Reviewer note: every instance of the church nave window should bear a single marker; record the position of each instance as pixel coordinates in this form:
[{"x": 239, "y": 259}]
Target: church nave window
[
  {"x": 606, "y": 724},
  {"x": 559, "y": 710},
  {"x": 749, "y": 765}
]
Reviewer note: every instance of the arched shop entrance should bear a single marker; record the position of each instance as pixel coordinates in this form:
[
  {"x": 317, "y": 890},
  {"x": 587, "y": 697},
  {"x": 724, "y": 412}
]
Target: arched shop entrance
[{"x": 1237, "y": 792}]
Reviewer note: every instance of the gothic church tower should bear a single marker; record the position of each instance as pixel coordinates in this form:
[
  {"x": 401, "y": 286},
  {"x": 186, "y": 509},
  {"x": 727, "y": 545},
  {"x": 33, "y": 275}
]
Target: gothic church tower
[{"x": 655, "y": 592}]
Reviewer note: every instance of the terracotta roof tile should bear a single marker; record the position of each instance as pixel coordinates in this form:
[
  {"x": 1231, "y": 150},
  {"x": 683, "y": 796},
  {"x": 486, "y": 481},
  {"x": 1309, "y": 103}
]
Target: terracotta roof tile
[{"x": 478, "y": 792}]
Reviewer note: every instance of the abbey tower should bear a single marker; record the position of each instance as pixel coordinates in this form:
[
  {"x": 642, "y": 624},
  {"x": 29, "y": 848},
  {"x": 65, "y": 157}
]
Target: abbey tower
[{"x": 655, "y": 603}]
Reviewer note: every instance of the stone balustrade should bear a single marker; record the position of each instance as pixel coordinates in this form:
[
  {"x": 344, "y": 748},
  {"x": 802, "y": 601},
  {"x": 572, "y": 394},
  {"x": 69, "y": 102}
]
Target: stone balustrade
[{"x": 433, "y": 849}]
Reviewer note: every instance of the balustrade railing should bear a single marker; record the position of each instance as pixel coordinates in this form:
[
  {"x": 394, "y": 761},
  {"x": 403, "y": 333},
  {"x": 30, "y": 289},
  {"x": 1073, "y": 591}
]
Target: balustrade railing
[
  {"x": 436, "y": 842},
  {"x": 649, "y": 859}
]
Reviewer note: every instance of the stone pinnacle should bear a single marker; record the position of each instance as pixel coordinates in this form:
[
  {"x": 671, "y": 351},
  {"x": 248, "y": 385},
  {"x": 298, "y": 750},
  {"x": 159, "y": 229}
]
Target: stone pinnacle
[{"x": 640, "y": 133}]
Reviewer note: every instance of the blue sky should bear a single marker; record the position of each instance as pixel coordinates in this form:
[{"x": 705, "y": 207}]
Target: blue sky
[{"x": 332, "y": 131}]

━━━

The listing above needs to be retyped. Reproduce every line exactly.

Reviewer note: every instance of the church nave window should bear a single marker; record the position of each instance as pixel coordinates in this form:
[{"x": 239, "y": 259}]
Target: church nave window
[
  {"x": 606, "y": 724},
  {"x": 559, "y": 710},
  {"x": 749, "y": 765}
]
Reviewer note: every instance of the arched shop entrance should bear a single marker; record the position of each instance as pixel coordinates in this form:
[
  {"x": 317, "y": 890},
  {"x": 587, "y": 697},
  {"x": 724, "y": 412}
]
Target: arched shop entrance
[{"x": 1237, "y": 792}]
Reviewer note: every instance of the gothic church tower should bear a single marker; record the position of each instance as pixel coordinates in this form:
[
  {"x": 401, "y": 286},
  {"x": 186, "y": 509},
  {"x": 727, "y": 545},
  {"x": 33, "y": 275}
]
Target: gothic church tower
[{"x": 655, "y": 592}]
Reviewer note: every instance of the terracotta roof tile should bear a single marker; record the position of each instance as pixel coordinates in this form:
[
  {"x": 1231, "y": 150},
  {"x": 683, "y": 796},
  {"x": 486, "y": 481},
  {"x": 1309, "y": 103}
]
Target: terracotta roof tile
[{"x": 478, "y": 792}]
Reviewer note: every instance of the abbey tower should bear a single marker; record the position of each instance as pixel coordinates in this form:
[
  {"x": 642, "y": 624},
  {"x": 29, "y": 848},
  {"x": 65, "y": 157}
]
Target: abbey tower
[{"x": 655, "y": 603}]
Reviewer note: every instance of the stone balustrade should bear a single marker; record the position of each instance as pixel coordinates in this form:
[
  {"x": 344, "y": 748},
  {"x": 802, "y": 601},
  {"x": 572, "y": 394},
  {"x": 69, "y": 102}
]
Target: stone balustrade
[{"x": 433, "y": 849}]
Reviewer note: every instance of the balustrade railing should bear a single marker; record the position of each instance as pixel coordinates in this form:
[
  {"x": 394, "y": 761},
  {"x": 403, "y": 333},
  {"x": 30, "y": 289},
  {"x": 1073, "y": 591}
]
Target: balustrade railing
[
  {"x": 436, "y": 842},
  {"x": 649, "y": 859}
]
Reviewer note: every instance of the stone pinnacle should bear a single marker; record the position of each instance as pixel coordinates in this form:
[
  {"x": 671, "y": 351},
  {"x": 248, "y": 385},
  {"x": 298, "y": 750},
  {"x": 159, "y": 229}
]
Target: stone pinnacle
[{"x": 640, "y": 133}]
Reviewer note: every instance of the blue sky should bear a single marker; record the position of each instance as pixel coordinates in this form:
[{"x": 705, "y": 207}]
Target: blue sky
[{"x": 332, "y": 131}]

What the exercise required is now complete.